Extracted records

——

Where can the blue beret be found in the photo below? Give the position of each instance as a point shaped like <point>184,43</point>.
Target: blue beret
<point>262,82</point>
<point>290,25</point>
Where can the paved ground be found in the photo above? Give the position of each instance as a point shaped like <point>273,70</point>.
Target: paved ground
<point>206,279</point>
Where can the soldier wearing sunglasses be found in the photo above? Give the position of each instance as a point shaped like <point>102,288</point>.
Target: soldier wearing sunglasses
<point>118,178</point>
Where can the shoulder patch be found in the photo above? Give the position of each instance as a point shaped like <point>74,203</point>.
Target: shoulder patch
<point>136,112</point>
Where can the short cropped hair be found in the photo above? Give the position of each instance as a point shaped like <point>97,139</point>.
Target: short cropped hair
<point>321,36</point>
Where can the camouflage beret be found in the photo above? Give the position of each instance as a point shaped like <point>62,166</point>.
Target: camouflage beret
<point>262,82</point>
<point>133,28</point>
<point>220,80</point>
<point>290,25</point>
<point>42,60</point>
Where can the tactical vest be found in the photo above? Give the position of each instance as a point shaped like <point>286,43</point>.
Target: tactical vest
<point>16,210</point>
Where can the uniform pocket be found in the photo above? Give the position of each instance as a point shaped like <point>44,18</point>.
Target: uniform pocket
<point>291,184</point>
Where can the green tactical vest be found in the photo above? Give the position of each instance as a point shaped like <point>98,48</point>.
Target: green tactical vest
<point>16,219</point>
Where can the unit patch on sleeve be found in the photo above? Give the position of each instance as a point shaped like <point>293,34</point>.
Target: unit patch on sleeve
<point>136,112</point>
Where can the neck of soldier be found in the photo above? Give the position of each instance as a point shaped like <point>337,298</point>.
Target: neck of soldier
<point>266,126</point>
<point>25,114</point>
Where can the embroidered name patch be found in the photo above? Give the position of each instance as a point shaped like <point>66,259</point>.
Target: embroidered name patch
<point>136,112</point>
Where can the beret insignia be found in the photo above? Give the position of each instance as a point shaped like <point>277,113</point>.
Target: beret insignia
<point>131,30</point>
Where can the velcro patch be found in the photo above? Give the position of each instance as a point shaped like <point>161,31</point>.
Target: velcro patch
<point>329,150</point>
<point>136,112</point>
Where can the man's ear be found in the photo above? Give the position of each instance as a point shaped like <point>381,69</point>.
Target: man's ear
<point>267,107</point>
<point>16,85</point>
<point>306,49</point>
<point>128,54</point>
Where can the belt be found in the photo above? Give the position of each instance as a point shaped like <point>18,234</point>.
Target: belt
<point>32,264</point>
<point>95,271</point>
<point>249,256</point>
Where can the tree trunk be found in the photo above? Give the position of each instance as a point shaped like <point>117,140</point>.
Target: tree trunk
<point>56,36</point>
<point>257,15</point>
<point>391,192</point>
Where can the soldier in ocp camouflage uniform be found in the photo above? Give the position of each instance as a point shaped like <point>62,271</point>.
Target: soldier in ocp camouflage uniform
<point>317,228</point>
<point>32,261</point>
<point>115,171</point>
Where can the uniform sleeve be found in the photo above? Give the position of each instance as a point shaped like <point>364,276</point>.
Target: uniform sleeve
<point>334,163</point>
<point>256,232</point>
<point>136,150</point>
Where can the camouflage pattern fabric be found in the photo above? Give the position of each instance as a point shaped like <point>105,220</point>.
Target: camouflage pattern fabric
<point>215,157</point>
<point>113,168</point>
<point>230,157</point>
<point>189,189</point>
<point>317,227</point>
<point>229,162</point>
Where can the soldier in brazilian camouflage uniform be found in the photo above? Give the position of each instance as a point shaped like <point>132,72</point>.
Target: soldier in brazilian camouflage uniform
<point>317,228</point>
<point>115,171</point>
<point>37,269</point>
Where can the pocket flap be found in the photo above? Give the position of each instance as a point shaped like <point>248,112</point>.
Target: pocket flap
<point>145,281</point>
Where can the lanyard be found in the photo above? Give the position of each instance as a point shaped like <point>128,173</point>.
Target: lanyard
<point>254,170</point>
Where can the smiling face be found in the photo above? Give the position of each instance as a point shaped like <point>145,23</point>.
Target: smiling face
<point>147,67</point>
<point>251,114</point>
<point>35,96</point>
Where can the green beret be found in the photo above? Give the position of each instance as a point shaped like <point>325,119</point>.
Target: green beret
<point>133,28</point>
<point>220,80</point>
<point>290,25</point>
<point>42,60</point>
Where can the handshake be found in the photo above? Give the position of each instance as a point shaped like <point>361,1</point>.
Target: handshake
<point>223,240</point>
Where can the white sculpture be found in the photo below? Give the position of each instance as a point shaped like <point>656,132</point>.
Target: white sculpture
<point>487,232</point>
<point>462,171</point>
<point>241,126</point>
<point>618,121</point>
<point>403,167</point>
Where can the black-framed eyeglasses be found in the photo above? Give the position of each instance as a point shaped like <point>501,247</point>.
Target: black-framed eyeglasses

——

**EXERCISE PROMPT**
What are the lines of the data above that include the string "below"? Copy them.

**OUTPUT FOR THIS TASK**
Where can the blue beret be found in the photo below? Give the position of each instance as a point shaped like <point>184,43</point>.
Where can the white sculpture be found in the photo below? Give the position of each instance as a point shaped like <point>656,132</point>.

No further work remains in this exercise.